## Task instructions
a - Name every person mentioned in the excerpt on the Federal Reserve's crisis lending.
b - From the excerpt on the Federal Reserve's crisis lending, reproduce the passage that begins with the words "That is the" and ends after "Financial Crisis (GFC)".
c - Proceed with the passage on the Federal Reserve's bailout of Wall Street, picking up after its final sentence.
#### Document excerpt
That is the figure posited by L. Randall Wray as being the total amount of dollars distributed by the Federal Reserve in response to the Global Financial Crisis (GFC)
From Huffington Post:
L. Randall Wray: Let's Make a Deal: The Bail Out of Wall Street in Unusual and Exigent Circumstances
Posted: 02/16/2012 5:11 pm
In any case, the Fed's actions went far beyond even this -- to include highly unusual actions that are reasonably characterized as a "bail-out" of institutions that were probably insolvent. And the volume of such intervention is truly unprecedented. We have already covered that ground, in my reports of the findings of Andy Felkerson and Nicola Matthews (Felkerson 2011). So I will not repeat the discussion of our estimate that the Fed lent and spent (in asset purchases) over $29 trillion cumulatively. Instead we will focus on the most troubling facilities included in that overall number.
########
#### Data supplied
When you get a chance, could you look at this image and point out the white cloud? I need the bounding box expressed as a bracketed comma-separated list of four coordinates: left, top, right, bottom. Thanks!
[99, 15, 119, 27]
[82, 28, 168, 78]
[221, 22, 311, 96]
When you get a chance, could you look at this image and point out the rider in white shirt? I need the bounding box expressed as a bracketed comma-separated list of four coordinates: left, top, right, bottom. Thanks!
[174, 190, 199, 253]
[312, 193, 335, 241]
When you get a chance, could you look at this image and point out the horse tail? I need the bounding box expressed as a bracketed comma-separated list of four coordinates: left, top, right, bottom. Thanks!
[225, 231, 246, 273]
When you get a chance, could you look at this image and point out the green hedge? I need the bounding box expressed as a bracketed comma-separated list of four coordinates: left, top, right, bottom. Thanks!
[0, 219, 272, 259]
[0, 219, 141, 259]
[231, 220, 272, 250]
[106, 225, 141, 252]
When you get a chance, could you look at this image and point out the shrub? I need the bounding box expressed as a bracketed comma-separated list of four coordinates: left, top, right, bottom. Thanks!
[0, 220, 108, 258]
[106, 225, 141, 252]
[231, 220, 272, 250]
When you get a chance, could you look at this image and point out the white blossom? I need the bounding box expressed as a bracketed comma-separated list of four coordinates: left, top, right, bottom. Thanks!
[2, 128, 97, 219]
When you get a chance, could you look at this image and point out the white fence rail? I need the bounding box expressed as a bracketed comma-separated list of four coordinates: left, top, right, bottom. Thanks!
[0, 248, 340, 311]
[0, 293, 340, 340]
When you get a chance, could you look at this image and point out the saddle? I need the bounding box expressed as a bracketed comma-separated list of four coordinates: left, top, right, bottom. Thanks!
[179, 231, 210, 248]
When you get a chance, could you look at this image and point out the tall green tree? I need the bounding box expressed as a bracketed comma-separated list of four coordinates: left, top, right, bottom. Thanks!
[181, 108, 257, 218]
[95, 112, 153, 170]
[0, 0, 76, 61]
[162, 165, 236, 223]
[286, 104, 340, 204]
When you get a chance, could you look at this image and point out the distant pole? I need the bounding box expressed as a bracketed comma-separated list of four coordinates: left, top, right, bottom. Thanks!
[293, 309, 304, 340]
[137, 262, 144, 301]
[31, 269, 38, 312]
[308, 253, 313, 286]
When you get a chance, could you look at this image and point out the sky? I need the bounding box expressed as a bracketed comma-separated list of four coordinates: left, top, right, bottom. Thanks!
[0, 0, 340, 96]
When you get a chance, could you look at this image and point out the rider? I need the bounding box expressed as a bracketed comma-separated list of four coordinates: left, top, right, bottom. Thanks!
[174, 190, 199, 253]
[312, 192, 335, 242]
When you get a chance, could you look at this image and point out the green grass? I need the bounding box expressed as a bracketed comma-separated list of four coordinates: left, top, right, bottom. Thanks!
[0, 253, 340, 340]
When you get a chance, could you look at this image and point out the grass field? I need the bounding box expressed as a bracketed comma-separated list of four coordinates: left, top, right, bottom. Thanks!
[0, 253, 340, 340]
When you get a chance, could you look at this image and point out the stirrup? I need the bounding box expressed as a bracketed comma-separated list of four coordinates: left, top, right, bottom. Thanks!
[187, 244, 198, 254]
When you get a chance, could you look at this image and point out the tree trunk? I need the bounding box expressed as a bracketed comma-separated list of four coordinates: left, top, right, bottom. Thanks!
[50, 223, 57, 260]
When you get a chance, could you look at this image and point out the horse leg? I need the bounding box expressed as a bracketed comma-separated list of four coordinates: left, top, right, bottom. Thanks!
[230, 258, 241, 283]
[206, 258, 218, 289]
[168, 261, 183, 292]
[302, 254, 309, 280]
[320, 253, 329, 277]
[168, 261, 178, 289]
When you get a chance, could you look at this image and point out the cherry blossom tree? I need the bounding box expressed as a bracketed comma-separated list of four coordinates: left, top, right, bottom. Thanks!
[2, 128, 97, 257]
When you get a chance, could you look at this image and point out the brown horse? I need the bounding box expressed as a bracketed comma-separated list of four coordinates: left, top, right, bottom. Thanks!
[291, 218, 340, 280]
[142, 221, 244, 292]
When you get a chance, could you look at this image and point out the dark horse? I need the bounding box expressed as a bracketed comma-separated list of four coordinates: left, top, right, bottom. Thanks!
########
## Responses
a - L. Randall Wray, Andy Felkerson, Nicola Matthews

b -
That is the figure posited by L. Randall Wray as being the total amount of dollars distributed by the Federal Reserve in response to the Global Financial Crisis (GFC)

c -
However before proceeding note that for comparison, after the "Great Crash" of 1929, the Fed lent to 123 institutions a total of $23 million in today's dollars between 1932-36. You would need to add six zeroes to the Fed's response to the Great Crash to get close to its response to the GFC! The word "unprecedented" really does not adequately describe the Fed's intervention to rescue financial institutions. In the beginning of 2008 the Fed's balance sheet was $926 billion, of which 80% of its assets were US Treasury bonds; in November 2010 its balance sheet had reached $2.3 trillion, of which almost half of its assets were MBSs. Over the next year it ramped-up its purchases of treasuries (and reduced its use of the special facilities) so that its balance sheet was close to $3 trillion -- three times larger than it was on the eve of the crisis.
And still there is no end in sight.
This is the report referenced in that first paragraph
$29,000,000,000,000: A Detailed Look at the Fed’s Bailout by Funding Facility and Recipient
I find the figure astonishing. The "Detailed Look" has lots of graphs and charts showing exactly where the money went. It starts with the Term Auction Facility a the start of the meltdown in 2007 and continues from there.
I had been previously gobsmacked by the 7.7 Trillion Bailout as reported by Bloomberg in November - this completely dwarfs that.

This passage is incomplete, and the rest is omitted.